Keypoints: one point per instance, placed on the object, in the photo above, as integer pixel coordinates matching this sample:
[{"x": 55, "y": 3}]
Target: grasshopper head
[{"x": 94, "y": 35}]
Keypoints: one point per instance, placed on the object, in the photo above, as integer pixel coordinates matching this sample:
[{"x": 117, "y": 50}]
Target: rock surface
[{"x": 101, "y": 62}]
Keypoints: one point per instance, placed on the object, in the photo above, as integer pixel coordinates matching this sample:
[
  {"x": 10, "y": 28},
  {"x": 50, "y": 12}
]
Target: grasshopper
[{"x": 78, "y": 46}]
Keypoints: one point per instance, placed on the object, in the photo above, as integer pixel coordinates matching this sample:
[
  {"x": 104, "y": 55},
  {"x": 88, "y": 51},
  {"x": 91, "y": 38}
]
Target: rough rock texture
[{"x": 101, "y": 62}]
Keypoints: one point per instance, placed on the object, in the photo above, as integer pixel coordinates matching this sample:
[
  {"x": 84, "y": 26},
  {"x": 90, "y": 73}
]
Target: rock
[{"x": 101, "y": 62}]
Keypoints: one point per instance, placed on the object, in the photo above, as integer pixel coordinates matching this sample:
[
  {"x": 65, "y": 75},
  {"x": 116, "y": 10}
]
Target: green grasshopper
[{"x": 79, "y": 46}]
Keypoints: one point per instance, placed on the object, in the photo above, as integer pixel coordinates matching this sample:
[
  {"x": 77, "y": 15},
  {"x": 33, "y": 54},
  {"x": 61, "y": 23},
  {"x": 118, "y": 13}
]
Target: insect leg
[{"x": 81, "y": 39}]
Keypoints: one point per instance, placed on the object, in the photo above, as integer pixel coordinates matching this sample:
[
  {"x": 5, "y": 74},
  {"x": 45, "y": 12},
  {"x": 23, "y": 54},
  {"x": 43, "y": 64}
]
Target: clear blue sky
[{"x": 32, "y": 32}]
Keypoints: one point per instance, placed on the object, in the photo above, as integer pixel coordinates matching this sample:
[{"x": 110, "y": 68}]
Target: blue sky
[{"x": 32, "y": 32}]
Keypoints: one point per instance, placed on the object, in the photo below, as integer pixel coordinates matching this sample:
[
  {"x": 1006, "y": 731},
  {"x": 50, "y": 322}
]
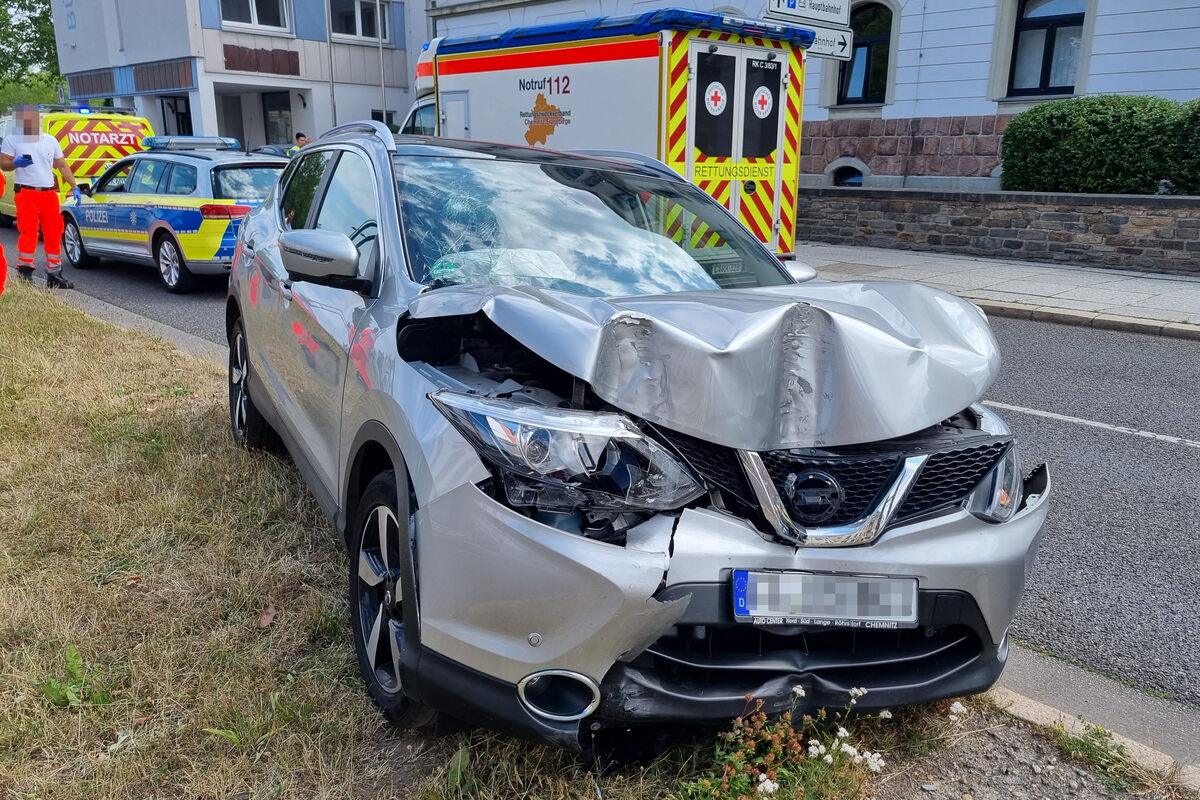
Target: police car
[{"x": 177, "y": 205}]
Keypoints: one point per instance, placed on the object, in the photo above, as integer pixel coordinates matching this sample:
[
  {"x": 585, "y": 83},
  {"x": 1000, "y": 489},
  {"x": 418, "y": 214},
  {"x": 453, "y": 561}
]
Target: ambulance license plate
[{"x": 825, "y": 600}]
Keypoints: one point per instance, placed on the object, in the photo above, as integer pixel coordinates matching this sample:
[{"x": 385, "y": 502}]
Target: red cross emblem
[
  {"x": 763, "y": 101},
  {"x": 714, "y": 98}
]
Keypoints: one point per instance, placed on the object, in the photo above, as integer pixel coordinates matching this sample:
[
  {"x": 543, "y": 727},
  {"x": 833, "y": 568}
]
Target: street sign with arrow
[{"x": 832, "y": 42}]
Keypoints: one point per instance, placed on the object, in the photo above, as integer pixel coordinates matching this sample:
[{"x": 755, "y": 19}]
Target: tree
[{"x": 27, "y": 41}]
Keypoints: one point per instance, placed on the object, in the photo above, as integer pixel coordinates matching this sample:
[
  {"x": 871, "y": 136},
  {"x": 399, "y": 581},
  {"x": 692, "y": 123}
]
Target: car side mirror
[
  {"x": 799, "y": 271},
  {"x": 318, "y": 256}
]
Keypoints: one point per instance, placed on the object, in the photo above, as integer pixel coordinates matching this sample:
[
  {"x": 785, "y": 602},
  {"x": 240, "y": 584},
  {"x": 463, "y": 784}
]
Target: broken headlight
[
  {"x": 999, "y": 495},
  {"x": 564, "y": 459}
]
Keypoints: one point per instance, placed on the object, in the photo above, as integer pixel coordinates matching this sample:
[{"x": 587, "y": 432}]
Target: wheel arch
[
  {"x": 233, "y": 313},
  {"x": 373, "y": 451}
]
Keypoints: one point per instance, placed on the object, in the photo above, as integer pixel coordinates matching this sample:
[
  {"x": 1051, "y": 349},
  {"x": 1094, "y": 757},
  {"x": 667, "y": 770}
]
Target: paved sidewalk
[{"x": 1083, "y": 295}]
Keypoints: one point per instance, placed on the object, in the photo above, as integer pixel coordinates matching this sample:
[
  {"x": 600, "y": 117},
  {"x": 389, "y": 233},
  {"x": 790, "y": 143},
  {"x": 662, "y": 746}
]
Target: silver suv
[{"x": 600, "y": 459}]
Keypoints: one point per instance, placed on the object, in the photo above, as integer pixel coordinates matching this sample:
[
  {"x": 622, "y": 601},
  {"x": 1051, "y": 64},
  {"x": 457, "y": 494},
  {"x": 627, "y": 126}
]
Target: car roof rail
[
  {"x": 631, "y": 157},
  {"x": 51, "y": 108},
  {"x": 365, "y": 126},
  {"x": 190, "y": 143}
]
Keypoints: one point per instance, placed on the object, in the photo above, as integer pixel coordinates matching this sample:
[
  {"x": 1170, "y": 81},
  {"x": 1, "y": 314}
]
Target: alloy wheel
[
  {"x": 379, "y": 595},
  {"x": 72, "y": 244},
  {"x": 238, "y": 397},
  {"x": 168, "y": 262}
]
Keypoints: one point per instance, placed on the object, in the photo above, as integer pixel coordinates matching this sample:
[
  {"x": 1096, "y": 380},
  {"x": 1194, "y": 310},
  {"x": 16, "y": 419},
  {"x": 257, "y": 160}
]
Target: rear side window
[
  {"x": 117, "y": 178},
  {"x": 301, "y": 190},
  {"x": 181, "y": 180},
  {"x": 147, "y": 176},
  {"x": 244, "y": 181},
  {"x": 349, "y": 206},
  {"x": 423, "y": 121}
]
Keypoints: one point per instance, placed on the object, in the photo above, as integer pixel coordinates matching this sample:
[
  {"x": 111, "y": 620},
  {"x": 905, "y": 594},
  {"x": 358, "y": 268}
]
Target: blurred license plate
[{"x": 828, "y": 600}]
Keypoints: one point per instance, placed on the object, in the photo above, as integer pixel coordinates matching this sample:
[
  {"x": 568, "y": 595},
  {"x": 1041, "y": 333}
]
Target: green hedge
[
  {"x": 1188, "y": 181},
  {"x": 1110, "y": 144}
]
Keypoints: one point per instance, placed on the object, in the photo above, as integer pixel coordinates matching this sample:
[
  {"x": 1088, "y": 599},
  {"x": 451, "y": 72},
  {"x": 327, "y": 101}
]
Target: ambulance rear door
[{"x": 736, "y": 128}]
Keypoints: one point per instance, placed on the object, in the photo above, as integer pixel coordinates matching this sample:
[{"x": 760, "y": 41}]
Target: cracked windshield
[{"x": 589, "y": 232}]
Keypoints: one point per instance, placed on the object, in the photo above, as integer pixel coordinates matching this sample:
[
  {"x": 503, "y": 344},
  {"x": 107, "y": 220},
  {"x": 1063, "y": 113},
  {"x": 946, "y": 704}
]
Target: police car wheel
[
  {"x": 73, "y": 248},
  {"x": 172, "y": 270}
]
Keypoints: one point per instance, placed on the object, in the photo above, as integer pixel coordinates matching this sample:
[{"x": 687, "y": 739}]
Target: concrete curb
[
  {"x": 1090, "y": 319},
  {"x": 131, "y": 320},
  {"x": 1030, "y": 710}
]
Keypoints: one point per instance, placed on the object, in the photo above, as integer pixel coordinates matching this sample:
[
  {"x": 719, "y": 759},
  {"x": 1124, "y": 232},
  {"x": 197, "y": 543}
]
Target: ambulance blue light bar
[
  {"x": 649, "y": 22},
  {"x": 190, "y": 143}
]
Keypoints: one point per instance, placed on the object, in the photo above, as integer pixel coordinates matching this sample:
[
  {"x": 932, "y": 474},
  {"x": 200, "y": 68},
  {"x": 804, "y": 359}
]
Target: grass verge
[{"x": 139, "y": 553}]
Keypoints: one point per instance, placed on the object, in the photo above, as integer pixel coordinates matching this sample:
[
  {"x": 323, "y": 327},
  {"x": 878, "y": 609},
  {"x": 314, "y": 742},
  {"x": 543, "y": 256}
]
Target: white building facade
[
  {"x": 933, "y": 83},
  {"x": 261, "y": 71}
]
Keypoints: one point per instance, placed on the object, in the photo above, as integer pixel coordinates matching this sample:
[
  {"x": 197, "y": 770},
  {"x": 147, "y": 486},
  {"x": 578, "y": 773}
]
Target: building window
[
  {"x": 259, "y": 13},
  {"x": 1045, "y": 47},
  {"x": 864, "y": 78},
  {"x": 277, "y": 116},
  {"x": 177, "y": 116},
  {"x": 847, "y": 176},
  {"x": 360, "y": 18}
]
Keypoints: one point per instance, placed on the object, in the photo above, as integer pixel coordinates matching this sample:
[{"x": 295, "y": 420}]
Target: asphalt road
[
  {"x": 137, "y": 288},
  {"x": 1116, "y": 585}
]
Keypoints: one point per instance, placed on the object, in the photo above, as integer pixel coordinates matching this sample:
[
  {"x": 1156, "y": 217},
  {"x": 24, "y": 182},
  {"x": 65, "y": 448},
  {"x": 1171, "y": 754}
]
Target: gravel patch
[{"x": 994, "y": 757}]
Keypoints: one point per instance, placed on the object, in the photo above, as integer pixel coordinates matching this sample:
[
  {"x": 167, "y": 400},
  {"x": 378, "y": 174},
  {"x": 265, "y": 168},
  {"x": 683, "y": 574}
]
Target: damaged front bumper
[{"x": 645, "y": 633}]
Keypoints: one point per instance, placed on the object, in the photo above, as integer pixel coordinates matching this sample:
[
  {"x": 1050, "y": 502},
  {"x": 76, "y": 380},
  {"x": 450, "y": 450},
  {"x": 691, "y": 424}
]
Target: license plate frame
[{"x": 825, "y": 600}]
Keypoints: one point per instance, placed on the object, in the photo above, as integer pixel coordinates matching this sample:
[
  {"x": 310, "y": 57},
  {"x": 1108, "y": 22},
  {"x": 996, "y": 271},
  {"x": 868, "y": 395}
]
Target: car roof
[
  {"x": 216, "y": 157},
  {"x": 420, "y": 145}
]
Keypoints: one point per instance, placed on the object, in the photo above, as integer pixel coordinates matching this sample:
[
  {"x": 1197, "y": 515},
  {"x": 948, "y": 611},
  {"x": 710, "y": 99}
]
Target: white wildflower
[{"x": 767, "y": 787}]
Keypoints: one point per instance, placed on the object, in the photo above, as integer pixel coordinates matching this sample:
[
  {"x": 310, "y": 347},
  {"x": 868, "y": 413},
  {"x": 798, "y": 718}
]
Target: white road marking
[{"x": 1093, "y": 423}]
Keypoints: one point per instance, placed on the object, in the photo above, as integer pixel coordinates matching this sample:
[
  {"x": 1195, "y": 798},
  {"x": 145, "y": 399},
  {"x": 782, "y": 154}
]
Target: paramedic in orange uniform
[
  {"x": 4, "y": 264},
  {"x": 34, "y": 156}
]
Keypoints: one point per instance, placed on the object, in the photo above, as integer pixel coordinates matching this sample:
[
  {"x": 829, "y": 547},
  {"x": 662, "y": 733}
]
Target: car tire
[
  {"x": 172, "y": 269},
  {"x": 250, "y": 428},
  {"x": 376, "y": 599},
  {"x": 72, "y": 247}
]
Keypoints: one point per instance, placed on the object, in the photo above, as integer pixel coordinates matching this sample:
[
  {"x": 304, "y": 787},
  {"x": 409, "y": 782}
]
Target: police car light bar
[{"x": 190, "y": 143}]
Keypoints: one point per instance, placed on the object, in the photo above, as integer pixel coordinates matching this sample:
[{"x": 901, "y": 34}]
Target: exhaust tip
[{"x": 559, "y": 695}]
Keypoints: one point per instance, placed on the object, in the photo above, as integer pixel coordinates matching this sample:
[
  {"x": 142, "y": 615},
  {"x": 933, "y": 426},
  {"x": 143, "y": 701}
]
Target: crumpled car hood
[{"x": 808, "y": 365}]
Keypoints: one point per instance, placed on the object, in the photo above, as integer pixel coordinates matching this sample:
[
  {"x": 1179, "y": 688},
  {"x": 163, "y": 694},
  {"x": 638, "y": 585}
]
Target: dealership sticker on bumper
[{"x": 825, "y": 600}]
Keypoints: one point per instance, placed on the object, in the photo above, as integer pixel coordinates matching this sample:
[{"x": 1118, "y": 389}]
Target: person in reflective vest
[
  {"x": 34, "y": 156},
  {"x": 4, "y": 264}
]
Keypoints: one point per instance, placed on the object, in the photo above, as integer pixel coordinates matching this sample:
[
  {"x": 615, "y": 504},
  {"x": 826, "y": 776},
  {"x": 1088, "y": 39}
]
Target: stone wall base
[{"x": 1156, "y": 234}]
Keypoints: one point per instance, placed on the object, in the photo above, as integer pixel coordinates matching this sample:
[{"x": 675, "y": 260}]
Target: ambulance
[
  {"x": 90, "y": 140},
  {"x": 715, "y": 97}
]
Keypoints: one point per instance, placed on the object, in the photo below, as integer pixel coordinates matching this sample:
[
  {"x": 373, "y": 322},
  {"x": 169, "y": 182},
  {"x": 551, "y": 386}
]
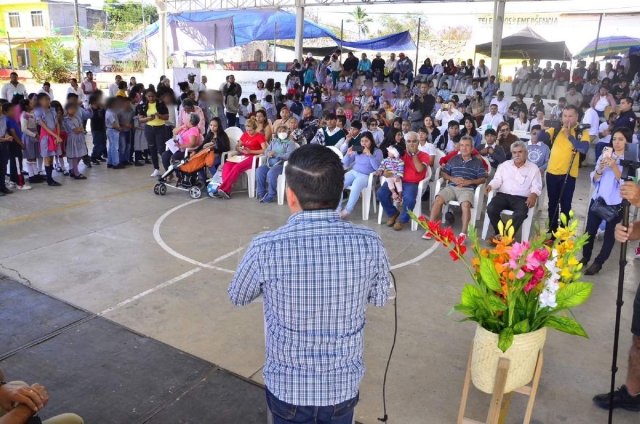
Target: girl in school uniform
[
  {"x": 59, "y": 158},
  {"x": 50, "y": 139},
  {"x": 76, "y": 143},
  {"x": 29, "y": 128}
]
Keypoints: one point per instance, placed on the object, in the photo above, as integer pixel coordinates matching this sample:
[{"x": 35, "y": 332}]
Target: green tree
[
  {"x": 55, "y": 62},
  {"x": 126, "y": 17},
  {"x": 361, "y": 19}
]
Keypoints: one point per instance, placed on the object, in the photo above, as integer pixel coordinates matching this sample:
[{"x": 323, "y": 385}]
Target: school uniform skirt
[
  {"x": 44, "y": 147},
  {"x": 31, "y": 147}
]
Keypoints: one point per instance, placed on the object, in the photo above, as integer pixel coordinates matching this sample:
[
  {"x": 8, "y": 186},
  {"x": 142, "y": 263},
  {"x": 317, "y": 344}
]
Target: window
[
  {"x": 36, "y": 18},
  {"x": 14, "y": 19}
]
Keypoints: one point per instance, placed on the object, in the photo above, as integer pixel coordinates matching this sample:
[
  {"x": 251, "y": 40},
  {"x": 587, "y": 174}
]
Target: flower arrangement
[{"x": 520, "y": 287}]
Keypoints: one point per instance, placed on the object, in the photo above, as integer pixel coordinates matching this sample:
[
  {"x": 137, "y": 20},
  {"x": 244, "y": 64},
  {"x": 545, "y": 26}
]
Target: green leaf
[
  {"x": 566, "y": 325},
  {"x": 505, "y": 339},
  {"x": 469, "y": 310},
  {"x": 573, "y": 294},
  {"x": 522, "y": 327},
  {"x": 497, "y": 304},
  {"x": 489, "y": 274},
  {"x": 470, "y": 295}
]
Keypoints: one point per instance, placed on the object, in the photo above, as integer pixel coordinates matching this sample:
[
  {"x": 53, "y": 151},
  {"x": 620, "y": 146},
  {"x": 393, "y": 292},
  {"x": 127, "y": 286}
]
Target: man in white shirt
[
  {"x": 13, "y": 87},
  {"x": 193, "y": 85},
  {"x": 390, "y": 66},
  {"x": 493, "y": 118},
  {"x": 518, "y": 184},
  {"x": 503, "y": 105},
  {"x": 115, "y": 86},
  {"x": 481, "y": 73},
  {"x": 75, "y": 89},
  {"x": 591, "y": 118},
  {"x": 520, "y": 79}
]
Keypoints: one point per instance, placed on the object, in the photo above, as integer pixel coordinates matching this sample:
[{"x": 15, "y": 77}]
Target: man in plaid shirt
[{"x": 317, "y": 274}]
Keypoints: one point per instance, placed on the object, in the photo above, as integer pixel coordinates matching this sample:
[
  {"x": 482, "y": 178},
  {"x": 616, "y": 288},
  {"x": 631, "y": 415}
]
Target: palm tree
[{"x": 361, "y": 19}]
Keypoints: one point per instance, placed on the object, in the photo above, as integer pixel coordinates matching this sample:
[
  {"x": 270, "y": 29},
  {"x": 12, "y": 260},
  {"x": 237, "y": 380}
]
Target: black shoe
[
  {"x": 593, "y": 269},
  {"x": 621, "y": 399}
]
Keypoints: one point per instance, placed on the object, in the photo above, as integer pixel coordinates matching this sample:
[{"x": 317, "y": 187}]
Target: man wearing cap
[
  {"x": 193, "y": 85},
  {"x": 404, "y": 69},
  {"x": 377, "y": 67},
  {"x": 364, "y": 67},
  {"x": 390, "y": 66}
]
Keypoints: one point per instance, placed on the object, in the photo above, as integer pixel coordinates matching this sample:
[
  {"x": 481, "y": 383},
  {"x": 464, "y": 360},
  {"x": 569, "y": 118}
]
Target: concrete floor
[{"x": 92, "y": 244}]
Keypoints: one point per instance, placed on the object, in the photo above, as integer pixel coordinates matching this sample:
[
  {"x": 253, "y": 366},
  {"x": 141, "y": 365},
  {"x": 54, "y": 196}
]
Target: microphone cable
[{"x": 385, "y": 418}]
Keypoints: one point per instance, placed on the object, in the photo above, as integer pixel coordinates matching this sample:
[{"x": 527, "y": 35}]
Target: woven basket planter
[{"x": 523, "y": 355}]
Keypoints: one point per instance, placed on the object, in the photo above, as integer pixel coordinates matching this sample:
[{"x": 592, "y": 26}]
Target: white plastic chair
[
  {"x": 526, "y": 225},
  {"x": 417, "y": 210},
  {"x": 233, "y": 132},
  {"x": 478, "y": 199},
  {"x": 336, "y": 151},
  {"x": 368, "y": 198},
  {"x": 436, "y": 175}
]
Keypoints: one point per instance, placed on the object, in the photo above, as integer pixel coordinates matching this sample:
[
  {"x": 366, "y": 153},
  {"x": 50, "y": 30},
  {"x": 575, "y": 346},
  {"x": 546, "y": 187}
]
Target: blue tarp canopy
[{"x": 202, "y": 33}]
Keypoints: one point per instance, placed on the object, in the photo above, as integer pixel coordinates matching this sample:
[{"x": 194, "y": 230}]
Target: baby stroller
[{"x": 186, "y": 172}]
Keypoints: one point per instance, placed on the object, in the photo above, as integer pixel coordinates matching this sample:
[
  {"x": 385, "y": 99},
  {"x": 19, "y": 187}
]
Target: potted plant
[{"x": 519, "y": 290}]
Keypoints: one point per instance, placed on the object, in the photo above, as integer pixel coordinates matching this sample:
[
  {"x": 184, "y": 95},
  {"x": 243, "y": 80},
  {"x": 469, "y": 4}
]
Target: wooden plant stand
[{"x": 497, "y": 413}]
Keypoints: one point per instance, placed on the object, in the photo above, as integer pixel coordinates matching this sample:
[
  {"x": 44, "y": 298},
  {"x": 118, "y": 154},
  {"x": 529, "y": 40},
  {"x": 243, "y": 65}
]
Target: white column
[
  {"x": 496, "y": 47},
  {"x": 299, "y": 28}
]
####
What the task asks: How many of the lines above contain the word "rock"? Give only the number.

Response to the exercise: 3